[Stored items]
☆ ☆ ☆ ☆ ☆
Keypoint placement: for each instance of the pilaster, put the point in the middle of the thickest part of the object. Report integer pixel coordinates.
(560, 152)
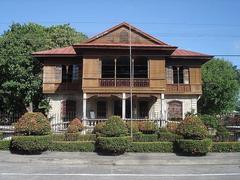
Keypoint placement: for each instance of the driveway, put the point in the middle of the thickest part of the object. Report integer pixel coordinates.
(151, 166)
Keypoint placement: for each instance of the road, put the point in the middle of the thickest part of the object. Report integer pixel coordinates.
(138, 166)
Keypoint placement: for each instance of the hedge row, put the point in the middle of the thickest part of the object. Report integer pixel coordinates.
(72, 146)
(162, 136)
(164, 147)
(73, 137)
(5, 145)
(89, 146)
(30, 144)
(194, 147)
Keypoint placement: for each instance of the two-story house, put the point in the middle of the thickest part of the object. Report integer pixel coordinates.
(91, 80)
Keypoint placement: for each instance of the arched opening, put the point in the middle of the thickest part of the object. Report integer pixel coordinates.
(175, 110)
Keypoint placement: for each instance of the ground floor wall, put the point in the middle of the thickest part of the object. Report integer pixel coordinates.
(159, 106)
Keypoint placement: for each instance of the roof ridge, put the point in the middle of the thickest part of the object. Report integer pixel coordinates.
(127, 25)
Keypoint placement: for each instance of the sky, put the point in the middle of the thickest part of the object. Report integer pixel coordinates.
(207, 26)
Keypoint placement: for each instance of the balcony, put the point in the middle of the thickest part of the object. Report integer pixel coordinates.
(108, 82)
(178, 88)
(61, 87)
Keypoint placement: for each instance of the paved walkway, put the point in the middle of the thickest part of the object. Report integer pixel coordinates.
(77, 165)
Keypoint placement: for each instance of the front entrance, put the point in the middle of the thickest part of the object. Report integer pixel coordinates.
(117, 111)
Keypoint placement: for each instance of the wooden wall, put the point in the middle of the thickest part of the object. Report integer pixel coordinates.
(91, 72)
(157, 74)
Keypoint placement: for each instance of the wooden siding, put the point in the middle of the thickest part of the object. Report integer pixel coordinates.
(157, 74)
(91, 72)
(90, 78)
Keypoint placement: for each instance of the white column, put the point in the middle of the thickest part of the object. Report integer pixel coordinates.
(163, 111)
(124, 106)
(84, 106)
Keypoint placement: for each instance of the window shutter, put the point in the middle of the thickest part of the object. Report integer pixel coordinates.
(58, 74)
(169, 75)
(186, 75)
(48, 74)
(75, 73)
(64, 107)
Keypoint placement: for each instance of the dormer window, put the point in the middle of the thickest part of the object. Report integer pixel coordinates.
(123, 37)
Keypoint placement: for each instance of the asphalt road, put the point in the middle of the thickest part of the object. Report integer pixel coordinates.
(86, 166)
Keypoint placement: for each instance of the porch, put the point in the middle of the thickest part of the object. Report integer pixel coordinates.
(102, 106)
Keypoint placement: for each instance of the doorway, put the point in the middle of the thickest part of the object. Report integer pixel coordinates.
☆ ☆ ☆ ☆ ☆
**REQUIREMENT**
Write every entry out again exactly, images omitted.

**RESULT OF THIS EXERCISE**
Keypoint placement: for each instance of the pilaster, put the point in the middle of the thickest part of the object. Report integer pixel coordinates.
(560, 152)
Keypoint placement: for each instance of the driveway, put the point in the middle of the thickest part of the object. Report integer pixel coordinates.
(151, 166)
Keypoint placement: for each instance of the road, put the point in the middle of the thickest part of the object. Report integer pixel coordinates.
(138, 166)
Keypoint placement: for each instance of the hedge row, put the point in the middle of the thickest part of the object. Report integer pixel coordinates.
(72, 146)
(162, 136)
(164, 147)
(73, 137)
(5, 145)
(89, 146)
(30, 144)
(194, 147)
Keypoint placement: for each instance of the two-story house, put the point in the middle of the thickest part of the object. Report integer pixel coordinates.
(91, 80)
Keypoint placement: for each instance of the arched opening, put the point in the middle of the thickest part of the object. Report integer pixel coordinates.
(175, 110)
Keypoint placement: for each instance of the ground floor wall, put the point in the middle of the thickest part of the object. Report integer pixel coordinates.
(159, 106)
Keypoint placement: for each instance of the roof ridge, put the point in the middle of the thickest part of the object. Report integer pixel coordinates.
(127, 25)
Keypoint placement: for each instance of the sky, put the point in the middle of the thickest part of the object. Report integer pixel coordinates.
(207, 26)
Keypoint placement: for each instance of the balcony, put the point in the middle of the thickest part of the object. Report integer pixel coordinates.
(108, 82)
(178, 88)
(61, 87)
Keypoint placement: for each instance of the paved walkway, put the point in the middle of the thickest part of the object. Report integer pixel coordinates.
(77, 165)
Keypoint placement: for each instance of the front entrance, put the point in the middle of the thickest part of the object. Report integer pixel coordinates.
(117, 111)
Keypoint placement: for each instance of the wooden wall, put the point in the middle of the thickest part of the object. Report integer pixel coordinates.
(91, 72)
(157, 74)
Keypoint placement: for each instance of the wooden siding, put the point in the middle of the thickest part of the object. Report integer pixel coordinates.
(157, 74)
(91, 72)
(90, 78)
Keypoint placement: for each instance of the white column, put the point in the middle of the thickest part of the object. Report integer pixel coordinates.
(163, 111)
(124, 106)
(84, 106)
Keypoint placement: for each instance of the window shutter, put the point in the middle of the thickest part of the object. Report integer pixel coordinates.
(58, 74)
(169, 75)
(186, 75)
(48, 74)
(75, 73)
(64, 107)
Keypoint placement: for each instance of the dormer window, put the point in the middle of the thickest part of the object. Report integer pixel coordinates.
(123, 37)
Keypoint placement: for each instance of the asphalt road, put the point in the middle of the thickest part of the object. Report integer pixel coordinates.
(86, 166)
Keypoint placement: for each instance of the porch, put the point in the middle of the thickest part of the object. Report integer pixel coordinates.
(102, 106)
Keypoint placement: for each instance of the doorway, put the point in the middle of the thickest part of the object. Report integer pixel coordinates.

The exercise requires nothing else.